━━ Dataset records

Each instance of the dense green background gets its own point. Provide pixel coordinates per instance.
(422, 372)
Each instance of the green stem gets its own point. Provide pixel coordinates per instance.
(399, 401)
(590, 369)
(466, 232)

━━━━

▶ _Direction_: Rewrite all of the records with every "instance" replaced by "occurrence", leaving everything else as it is.

▶ _Final result_:
Each occurrence of the dense green background gets its own point. Provide pixel coordinates per occurrence.
(422, 372)
Each occurrence of the green stem gets its own point. Provide pixel coordinates per occurrence.
(399, 401)
(590, 369)
(466, 232)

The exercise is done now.